作業指示
A - 目標と三日坊主に関する記事から、かぎ括弧（「」または『』）で囲まれた語句を出現順にすべて挙げてください。
B - 目標と三日坊主に関する記事のうち、「年末年始は皆さまの多くが」で始まる段落を、要点を保ったまま一文に短縮してください。
C - 目標と三日坊主に関する記事を、最後の文の後から書き継いでください。

本文抜粋
== == ==
はじめに
LITLAICOの岸本です。2021年にLITALICOに中途入社し、直近2023年の10月にアシスタントマネージャーに任命されました。
普段は、働くことに障害のある方の就職支援サイト「LITALICO仕事ナビ」に携わっています。
この記事は『LITALICO Advent Calendar 2023』の24日目の記事になります。
さて、この記事が公開されるのは2023/12/24。もうすぐ2023年も終わりです。早いものですね。
年末年始は皆さまの多くが休暇に入ると思います。2024年は何しようかな…と立ち止まって考えるのによい機会です。『1年の計は元旦にあり』とも言いますね。
しかし、「目標」には「三日坊主」がつきものです。
目標を立てる→三日坊主になる…を繰り返し、目標設定自体にネガティブな感情を抱いてしまうことも多いのではないでしょうか。
== == ==
データ一覧
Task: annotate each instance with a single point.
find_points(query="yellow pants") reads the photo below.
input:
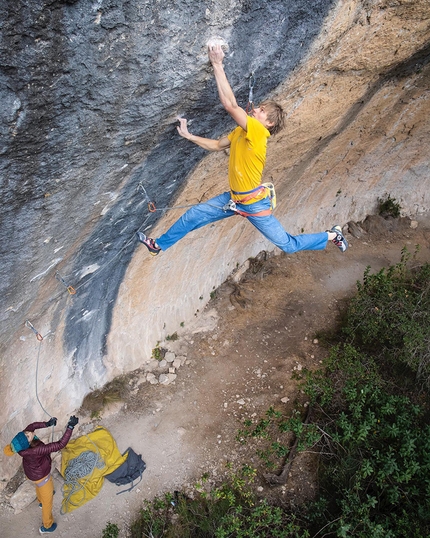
(45, 495)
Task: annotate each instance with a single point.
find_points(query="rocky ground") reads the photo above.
(235, 361)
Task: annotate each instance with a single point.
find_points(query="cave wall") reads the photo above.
(91, 92)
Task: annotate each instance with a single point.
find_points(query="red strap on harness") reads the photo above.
(263, 213)
(251, 195)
== == ==
回答
A -
1. 「LITALICO仕事ナビ」
2. 『LITALICO Advent Calendar 2023』
3. 『1年の計は元旦にあり』
4. 「目標」
5. 「三日坊主」

B - 年末年始は多くの人が休暇に入るため、「1年の計は元旦にあり」というように、2024年に何をするかを立ち止まって考えるよい機会です。

C -
ということで今回は、目標が三日坊主になりがちな理由と、有意な目標設定を行うにはどうすればよいかというテーマで自分なりの考えをまとめてみます。
予防線
目標設定という壮大なテーマで記事を書くのは結構かなり緊張するので、予防線を張りたいと思います。
この記事において「〇〇すべき」とか「〇〇が必要」とか書きますが、その裏には「人によって異なるだろうし例外もあるけど僕は~と思います」とか「多くの場合~だろう」といったニュアンスが含まれているのでご了承ください。いちいち補足していたら文章が冗長になるので、この表明で代えさせていただきます。
さて、次から本題です。
1. なぜ目標設定は難しいのか
某有名漫画の主人公のように、「海賊王に!!!!、おれはなるっ!!!!」と目標を掲げ努力し続けられれば良いのですが、みんながみんなそうではないでしょう。
実際のところ、目標を立てようと思っても、何から始めればいいのか分からないことって多いですよね。
考えても考えてもピンとこなくて、結局「まあいいか」と適当に何か書き留める。そして、そのメモはそのまま忘れ去られ、気づけばもう年の終わり…なんてこと、よくある話だと思います。
残念なことに、そもそも目標設定は難しいのです。なぜ難しいのか?僕が思うその理由を次に2つ挙げます。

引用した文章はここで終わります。